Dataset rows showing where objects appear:
※

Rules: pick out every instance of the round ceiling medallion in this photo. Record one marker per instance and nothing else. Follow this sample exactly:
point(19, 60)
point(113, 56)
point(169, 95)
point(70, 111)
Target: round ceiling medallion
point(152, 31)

※

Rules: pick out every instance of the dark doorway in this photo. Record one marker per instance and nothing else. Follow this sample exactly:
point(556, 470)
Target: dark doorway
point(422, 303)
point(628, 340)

※

## Problem statement
Lay out the data from the line with "Rules: pick out every instance of the dark" up to and including the line with "point(628, 340)" as a JSON list of strings, one string per line, leaving out any blank lines.

## Exercise solution
[
  "Rules: pick out every instance of the dark doorway in this photo. Record one marker per instance and nothing else. Follow this sample exactly:",
  "point(556, 470)",
  "Target: dark doorway",
  "point(422, 303)",
  "point(628, 340)"
]